Description of the task - Rewrite the records below with every "black hair" changed to "dark hair" and everything else left as it is. Leave the pictures out of your answer.

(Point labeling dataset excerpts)
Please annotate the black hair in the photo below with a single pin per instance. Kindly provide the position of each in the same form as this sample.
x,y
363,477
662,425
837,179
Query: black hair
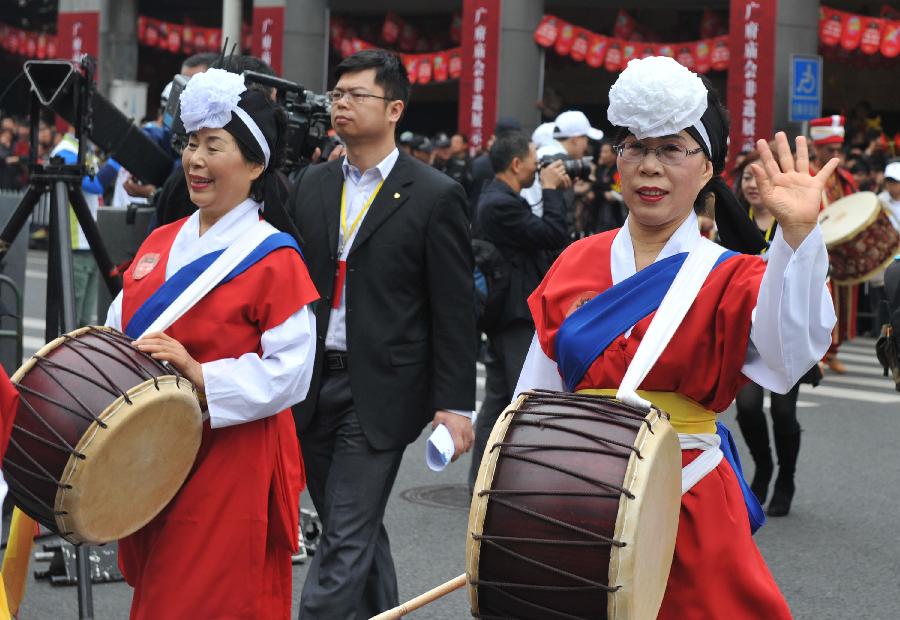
x,y
390,73
507,146
200,60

Output below -
Please annotate the dark hair in the photo below with a single pin per instance. Kindly provide the position of each in the same form as this sample.
x,y
363,477
662,425
837,179
Query: dark hair
x,y
390,73
507,146
200,60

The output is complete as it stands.